───── THE RECORDS

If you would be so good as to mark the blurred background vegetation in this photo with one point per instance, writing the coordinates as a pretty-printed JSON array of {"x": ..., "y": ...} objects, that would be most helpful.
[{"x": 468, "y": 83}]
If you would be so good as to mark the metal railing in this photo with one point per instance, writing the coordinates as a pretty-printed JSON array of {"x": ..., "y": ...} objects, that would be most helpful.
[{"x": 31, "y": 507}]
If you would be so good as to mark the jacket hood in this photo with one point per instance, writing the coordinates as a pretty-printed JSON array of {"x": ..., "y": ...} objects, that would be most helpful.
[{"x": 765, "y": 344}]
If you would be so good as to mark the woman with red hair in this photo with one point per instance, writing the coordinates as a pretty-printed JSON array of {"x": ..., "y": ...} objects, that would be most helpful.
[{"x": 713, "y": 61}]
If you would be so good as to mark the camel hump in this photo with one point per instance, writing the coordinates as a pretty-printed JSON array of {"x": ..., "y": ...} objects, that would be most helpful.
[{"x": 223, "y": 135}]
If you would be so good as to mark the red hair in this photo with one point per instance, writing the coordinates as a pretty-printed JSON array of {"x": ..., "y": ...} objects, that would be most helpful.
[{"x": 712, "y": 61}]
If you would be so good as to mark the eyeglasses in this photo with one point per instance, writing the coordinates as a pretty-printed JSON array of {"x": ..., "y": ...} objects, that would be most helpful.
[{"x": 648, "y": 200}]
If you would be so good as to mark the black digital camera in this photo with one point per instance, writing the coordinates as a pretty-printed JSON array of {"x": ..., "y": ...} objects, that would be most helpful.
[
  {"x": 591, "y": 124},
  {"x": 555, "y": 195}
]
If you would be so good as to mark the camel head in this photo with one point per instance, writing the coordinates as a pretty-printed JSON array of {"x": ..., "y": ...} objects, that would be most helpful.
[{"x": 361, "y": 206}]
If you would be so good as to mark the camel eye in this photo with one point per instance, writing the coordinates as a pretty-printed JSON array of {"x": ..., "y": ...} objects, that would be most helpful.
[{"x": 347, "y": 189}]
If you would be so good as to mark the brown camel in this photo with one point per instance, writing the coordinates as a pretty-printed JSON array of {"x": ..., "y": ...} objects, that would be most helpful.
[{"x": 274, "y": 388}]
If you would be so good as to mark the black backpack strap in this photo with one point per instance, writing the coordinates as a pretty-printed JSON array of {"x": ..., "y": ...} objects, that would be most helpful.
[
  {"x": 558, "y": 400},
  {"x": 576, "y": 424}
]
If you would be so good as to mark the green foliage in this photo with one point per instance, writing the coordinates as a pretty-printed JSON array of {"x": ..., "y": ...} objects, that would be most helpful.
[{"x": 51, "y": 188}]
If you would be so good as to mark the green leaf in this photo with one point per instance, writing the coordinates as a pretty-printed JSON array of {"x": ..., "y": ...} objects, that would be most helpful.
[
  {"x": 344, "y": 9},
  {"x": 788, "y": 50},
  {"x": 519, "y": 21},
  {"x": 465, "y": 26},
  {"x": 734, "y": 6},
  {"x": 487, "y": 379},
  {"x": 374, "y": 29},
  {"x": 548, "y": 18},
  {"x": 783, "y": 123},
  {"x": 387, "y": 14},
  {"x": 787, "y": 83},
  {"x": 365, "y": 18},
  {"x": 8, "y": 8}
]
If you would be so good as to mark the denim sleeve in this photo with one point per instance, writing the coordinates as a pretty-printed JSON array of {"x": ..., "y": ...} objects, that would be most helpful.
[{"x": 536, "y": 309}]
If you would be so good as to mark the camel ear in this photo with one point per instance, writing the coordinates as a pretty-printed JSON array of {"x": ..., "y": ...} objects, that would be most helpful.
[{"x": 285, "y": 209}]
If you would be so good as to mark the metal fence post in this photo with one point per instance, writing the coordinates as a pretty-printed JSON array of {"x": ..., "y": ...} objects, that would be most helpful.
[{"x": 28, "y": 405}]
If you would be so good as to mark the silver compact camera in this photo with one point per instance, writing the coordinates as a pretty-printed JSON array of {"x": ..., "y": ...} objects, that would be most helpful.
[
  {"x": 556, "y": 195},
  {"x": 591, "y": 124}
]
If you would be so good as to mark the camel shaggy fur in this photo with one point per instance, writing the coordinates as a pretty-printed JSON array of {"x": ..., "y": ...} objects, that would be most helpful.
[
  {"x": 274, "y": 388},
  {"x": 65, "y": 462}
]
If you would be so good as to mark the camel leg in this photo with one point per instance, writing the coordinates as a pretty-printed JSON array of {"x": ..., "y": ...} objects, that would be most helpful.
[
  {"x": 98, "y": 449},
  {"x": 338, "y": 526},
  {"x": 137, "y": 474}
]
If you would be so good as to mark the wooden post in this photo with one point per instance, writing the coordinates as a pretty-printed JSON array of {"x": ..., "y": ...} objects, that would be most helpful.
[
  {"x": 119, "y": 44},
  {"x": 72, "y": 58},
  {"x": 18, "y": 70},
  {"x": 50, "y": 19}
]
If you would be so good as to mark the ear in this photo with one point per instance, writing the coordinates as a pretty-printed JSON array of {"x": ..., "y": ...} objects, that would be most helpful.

──────────

— BRIEF —
Reproduce the lines of the entries above exactly, but only from the line containing "the metal fence" through the final line.

— FINAL ANSWER —
If you would be so good as to mark the metal fence post in this photo with one point per instance, writing the coordinates as a pretty-printed JSON array of {"x": ..., "y": ...} objects, that would be most helpful.
[{"x": 28, "y": 405}]
If you would be so good as to mark the silver compact camera in this photo with one point per instance, writing the coordinates as a pretty-printed JSON array of {"x": ..., "y": ...} objects, that would be most helpful.
[
  {"x": 556, "y": 195},
  {"x": 591, "y": 124}
]
If you would be so good as to mark the camel shaggy fur in this photo with one point per instance, writing the coordinates as a pretty-printed JSON array of {"x": ..., "y": ...} objects, that would be most helpful.
[
  {"x": 274, "y": 388},
  {"x": 65, "y": 462}
]
If you would be so good as to mark the camel leg in this photo with one point per instance, writing the coordinates as a pretty-printed JSON array of {"x": ..., "y": ...} objects, that would be most helpful.
[
  {"x": 98, "y": 449},
  {"x": 338, "y": 526},
  {"x": 137, "y": 474}
]
If you would be so good as to mark the wooden post in this photo with one point per instance, writing the coordinates as a pretty-printed JSON array of {"x": ..., "y": ...} objects, that would be most helpful.
[
  {"x": 119, "y": 44},
  {"x": 72, "y": 58},
  {"x": 18, "y": 70},
  {"x": 50, "y": 19}
]
If you would be so good as to mark the ear in this photo with one point per instance, writing the coordinates as a pretty-printed JSON array of {"x": ..., "y": ...} objects, that would be most helpful.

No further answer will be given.